Find each line in the material below that contains the word "yellow", and copy those lines out.

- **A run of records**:
--------------------------------------------------
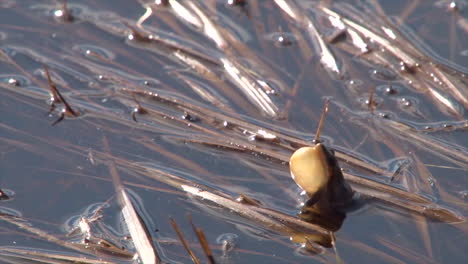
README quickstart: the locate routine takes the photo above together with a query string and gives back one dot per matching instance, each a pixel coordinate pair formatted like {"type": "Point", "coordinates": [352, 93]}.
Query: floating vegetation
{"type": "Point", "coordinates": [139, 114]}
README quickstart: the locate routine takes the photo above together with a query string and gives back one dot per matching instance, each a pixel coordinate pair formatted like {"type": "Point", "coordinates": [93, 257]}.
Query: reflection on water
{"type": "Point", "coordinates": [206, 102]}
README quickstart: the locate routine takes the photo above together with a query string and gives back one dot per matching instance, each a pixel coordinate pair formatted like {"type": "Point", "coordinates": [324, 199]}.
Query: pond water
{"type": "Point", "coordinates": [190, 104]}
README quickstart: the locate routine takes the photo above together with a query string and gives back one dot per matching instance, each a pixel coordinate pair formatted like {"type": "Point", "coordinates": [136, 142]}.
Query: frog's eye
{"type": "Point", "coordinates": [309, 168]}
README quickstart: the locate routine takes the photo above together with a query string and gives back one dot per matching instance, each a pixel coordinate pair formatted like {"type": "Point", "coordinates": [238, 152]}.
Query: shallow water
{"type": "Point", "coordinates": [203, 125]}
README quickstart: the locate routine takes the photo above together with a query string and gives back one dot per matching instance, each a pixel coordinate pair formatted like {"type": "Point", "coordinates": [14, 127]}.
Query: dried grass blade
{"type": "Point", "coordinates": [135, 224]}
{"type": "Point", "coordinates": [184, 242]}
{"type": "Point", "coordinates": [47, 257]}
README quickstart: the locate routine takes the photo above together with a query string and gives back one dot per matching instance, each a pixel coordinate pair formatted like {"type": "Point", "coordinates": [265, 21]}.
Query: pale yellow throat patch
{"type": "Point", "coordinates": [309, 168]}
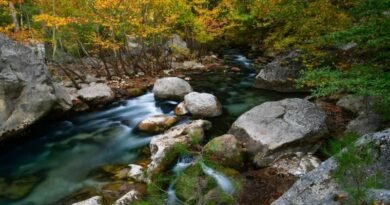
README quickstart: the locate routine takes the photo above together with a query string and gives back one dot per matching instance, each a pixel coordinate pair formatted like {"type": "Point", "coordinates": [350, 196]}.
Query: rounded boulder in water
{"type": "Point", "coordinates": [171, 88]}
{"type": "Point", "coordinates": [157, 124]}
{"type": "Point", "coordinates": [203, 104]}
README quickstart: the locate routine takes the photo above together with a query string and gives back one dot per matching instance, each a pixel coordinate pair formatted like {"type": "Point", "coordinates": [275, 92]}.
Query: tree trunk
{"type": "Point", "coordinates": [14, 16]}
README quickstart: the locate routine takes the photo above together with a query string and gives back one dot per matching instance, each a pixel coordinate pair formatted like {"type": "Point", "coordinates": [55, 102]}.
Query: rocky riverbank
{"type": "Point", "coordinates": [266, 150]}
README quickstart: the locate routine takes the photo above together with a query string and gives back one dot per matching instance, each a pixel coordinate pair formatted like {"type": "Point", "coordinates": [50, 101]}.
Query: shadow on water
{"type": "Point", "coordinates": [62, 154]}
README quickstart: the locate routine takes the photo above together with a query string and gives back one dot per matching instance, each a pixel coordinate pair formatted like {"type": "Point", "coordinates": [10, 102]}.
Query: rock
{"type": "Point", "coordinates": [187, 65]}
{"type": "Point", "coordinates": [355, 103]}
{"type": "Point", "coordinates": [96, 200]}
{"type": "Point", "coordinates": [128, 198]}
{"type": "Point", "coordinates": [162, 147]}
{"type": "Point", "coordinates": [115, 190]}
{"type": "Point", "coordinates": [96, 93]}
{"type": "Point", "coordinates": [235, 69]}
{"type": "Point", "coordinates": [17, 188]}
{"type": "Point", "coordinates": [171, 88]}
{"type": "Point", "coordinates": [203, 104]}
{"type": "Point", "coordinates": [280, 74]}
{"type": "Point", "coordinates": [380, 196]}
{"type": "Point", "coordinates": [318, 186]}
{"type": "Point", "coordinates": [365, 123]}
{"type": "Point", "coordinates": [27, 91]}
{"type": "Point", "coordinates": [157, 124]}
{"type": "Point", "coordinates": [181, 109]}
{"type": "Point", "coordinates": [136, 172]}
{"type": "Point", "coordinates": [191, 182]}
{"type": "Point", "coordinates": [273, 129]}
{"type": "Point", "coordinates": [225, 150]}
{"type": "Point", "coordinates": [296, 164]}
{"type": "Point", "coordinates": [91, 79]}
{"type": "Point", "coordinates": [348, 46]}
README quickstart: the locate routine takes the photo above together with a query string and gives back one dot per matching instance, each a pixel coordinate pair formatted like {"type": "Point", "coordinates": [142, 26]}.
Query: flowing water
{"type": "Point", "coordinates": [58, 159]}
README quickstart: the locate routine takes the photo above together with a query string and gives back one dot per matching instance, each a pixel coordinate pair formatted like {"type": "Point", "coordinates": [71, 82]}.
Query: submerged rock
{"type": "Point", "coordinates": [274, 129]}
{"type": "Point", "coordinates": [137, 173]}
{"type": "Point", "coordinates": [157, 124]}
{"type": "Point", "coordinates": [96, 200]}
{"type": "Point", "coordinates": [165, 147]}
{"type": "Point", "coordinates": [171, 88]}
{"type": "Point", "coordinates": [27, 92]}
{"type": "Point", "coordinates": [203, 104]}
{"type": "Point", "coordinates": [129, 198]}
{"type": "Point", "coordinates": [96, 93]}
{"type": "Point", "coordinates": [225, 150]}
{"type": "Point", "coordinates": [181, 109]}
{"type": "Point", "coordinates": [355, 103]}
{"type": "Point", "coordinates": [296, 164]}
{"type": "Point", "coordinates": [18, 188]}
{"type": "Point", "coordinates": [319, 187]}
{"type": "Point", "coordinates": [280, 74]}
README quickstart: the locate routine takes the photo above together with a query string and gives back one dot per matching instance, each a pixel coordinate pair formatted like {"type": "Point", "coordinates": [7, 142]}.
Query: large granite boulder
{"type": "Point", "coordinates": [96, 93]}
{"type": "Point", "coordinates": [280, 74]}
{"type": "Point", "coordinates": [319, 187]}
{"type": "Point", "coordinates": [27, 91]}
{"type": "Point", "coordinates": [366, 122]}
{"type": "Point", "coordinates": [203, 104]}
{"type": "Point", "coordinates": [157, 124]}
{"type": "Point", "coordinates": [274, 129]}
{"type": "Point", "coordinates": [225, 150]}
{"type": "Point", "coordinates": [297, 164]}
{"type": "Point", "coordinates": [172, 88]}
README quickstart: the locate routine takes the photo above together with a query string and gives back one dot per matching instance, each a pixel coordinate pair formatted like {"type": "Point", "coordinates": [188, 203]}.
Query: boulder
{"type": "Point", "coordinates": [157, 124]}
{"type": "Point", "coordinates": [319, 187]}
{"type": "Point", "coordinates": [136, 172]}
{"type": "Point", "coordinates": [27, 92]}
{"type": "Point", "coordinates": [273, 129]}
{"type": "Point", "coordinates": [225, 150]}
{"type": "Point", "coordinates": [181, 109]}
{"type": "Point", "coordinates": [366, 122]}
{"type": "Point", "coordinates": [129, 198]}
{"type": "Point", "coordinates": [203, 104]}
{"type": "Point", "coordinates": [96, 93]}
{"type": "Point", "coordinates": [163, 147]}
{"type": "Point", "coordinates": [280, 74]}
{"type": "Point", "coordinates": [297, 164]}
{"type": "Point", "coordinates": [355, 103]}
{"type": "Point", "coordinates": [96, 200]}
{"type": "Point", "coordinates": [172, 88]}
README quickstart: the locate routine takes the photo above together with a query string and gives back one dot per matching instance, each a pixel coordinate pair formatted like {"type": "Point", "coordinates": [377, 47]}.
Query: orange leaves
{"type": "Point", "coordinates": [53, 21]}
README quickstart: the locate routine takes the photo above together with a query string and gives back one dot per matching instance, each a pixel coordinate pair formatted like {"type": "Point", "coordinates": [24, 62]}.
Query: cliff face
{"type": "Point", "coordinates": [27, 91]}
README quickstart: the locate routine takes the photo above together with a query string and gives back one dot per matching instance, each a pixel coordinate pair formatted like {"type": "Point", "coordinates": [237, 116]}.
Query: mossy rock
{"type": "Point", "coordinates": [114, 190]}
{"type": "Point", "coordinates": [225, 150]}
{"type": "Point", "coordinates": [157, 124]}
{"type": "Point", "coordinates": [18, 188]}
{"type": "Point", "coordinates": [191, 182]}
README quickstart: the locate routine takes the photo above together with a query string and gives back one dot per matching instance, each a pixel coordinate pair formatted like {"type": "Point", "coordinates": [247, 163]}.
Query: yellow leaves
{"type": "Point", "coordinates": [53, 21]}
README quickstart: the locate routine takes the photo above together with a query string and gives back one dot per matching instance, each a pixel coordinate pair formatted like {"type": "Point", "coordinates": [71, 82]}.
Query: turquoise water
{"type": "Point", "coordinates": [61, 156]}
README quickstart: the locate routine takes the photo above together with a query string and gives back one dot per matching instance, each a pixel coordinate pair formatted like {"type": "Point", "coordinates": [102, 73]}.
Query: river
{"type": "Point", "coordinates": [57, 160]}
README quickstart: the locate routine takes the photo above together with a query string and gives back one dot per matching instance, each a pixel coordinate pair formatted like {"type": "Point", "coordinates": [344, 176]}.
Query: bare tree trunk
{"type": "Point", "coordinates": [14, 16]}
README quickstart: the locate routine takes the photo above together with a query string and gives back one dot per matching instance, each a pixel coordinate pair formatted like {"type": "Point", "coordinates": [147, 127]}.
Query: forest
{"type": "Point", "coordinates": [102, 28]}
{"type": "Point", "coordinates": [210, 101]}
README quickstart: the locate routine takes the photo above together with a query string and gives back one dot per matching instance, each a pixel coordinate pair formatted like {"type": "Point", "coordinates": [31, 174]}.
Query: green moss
--------------------------------------------------
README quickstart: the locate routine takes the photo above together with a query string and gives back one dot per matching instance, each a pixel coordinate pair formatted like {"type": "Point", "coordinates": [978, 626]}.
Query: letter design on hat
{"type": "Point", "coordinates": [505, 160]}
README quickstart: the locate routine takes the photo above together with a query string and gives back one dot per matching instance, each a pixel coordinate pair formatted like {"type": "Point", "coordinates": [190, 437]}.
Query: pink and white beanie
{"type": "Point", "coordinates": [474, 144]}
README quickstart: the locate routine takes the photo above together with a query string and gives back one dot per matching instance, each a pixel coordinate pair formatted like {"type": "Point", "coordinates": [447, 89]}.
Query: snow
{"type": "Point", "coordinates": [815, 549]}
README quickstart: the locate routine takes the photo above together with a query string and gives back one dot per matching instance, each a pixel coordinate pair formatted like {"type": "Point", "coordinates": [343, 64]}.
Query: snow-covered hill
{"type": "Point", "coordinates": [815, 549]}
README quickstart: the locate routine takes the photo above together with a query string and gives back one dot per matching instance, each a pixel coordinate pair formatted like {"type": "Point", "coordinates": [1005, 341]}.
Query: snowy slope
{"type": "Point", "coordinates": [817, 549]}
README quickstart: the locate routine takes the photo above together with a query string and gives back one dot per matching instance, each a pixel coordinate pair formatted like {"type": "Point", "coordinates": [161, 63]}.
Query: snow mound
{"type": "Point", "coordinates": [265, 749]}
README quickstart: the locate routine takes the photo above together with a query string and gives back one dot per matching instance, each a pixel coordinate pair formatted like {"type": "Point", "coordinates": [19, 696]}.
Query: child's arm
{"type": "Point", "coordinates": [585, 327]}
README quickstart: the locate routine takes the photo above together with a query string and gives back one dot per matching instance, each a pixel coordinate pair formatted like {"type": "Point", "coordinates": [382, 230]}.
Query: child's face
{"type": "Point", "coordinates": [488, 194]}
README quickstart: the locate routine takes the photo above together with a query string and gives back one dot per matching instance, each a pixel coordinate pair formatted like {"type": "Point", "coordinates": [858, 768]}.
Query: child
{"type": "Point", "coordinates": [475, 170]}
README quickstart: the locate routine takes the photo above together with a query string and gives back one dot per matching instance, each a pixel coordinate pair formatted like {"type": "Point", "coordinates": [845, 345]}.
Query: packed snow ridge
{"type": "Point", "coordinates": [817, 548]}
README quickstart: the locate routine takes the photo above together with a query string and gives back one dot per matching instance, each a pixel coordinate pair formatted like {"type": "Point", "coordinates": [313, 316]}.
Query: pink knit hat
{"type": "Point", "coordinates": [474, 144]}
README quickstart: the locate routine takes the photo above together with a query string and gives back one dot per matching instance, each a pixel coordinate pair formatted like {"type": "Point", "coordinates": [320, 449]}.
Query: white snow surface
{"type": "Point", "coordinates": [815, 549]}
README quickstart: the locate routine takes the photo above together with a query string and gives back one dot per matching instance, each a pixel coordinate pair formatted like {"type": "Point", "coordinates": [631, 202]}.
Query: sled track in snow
--------------------------------------------------
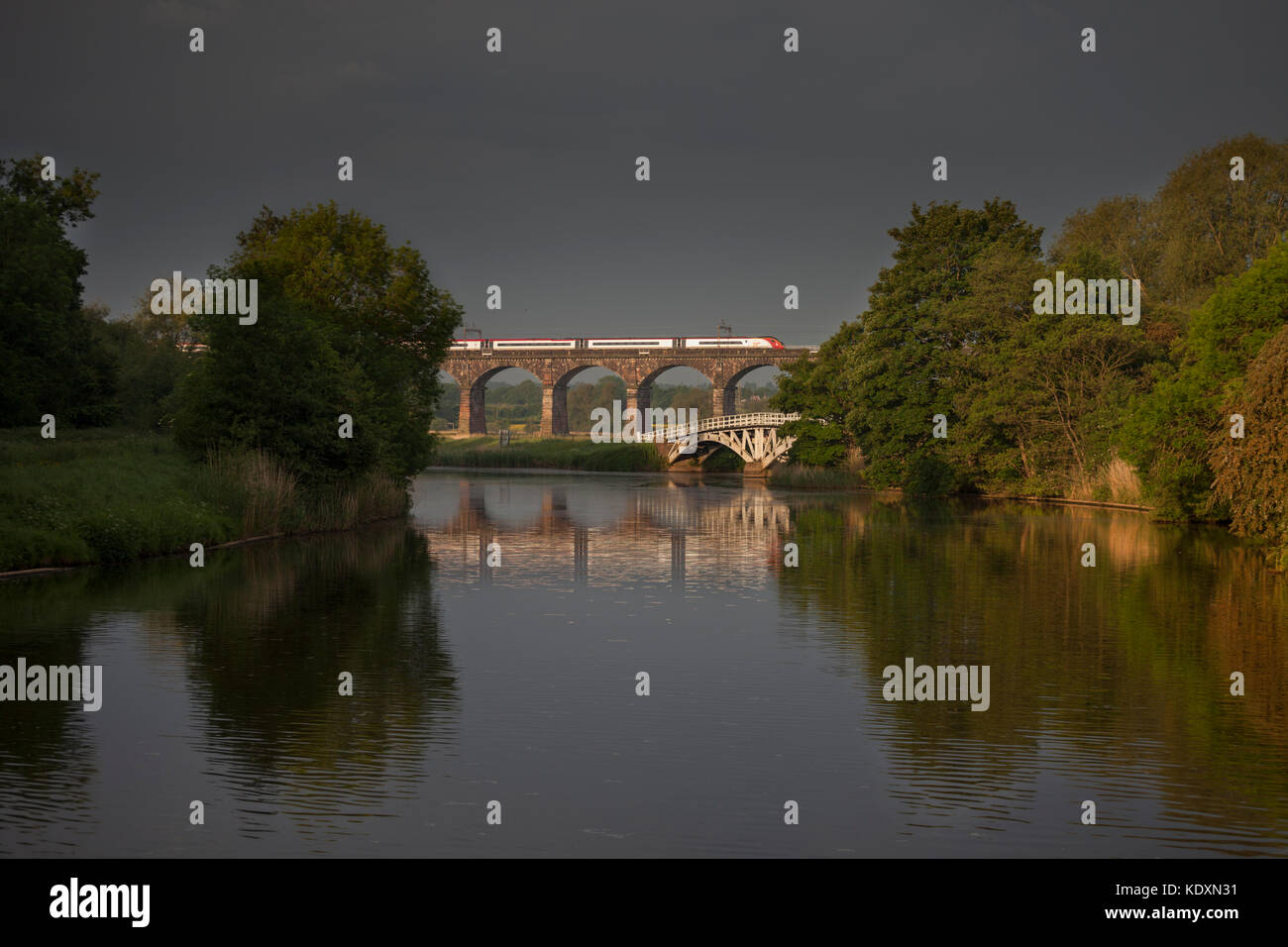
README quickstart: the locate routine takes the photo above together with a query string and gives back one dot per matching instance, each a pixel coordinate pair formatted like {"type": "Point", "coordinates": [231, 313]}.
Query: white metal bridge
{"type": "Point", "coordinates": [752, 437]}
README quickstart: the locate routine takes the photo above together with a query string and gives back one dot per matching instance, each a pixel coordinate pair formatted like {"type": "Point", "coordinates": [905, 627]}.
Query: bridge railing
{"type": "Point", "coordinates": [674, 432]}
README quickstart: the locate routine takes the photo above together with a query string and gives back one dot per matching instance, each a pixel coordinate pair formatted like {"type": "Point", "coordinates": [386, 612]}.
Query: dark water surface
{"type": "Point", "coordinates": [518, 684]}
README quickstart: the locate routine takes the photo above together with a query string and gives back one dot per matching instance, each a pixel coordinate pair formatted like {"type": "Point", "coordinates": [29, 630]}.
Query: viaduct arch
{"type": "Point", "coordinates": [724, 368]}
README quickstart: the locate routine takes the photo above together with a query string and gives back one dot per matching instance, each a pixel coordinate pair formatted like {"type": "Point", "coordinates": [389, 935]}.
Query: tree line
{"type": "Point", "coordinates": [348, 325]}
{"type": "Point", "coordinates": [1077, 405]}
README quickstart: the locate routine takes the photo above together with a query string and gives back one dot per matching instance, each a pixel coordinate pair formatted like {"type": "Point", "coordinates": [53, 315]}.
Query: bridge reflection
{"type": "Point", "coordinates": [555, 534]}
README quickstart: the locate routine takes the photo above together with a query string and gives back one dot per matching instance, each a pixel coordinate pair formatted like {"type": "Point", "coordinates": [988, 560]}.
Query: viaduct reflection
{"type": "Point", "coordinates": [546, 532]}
--------------------------------------------------
- **Response**:
Query: pale yellow throat patch
Query: yellow leaves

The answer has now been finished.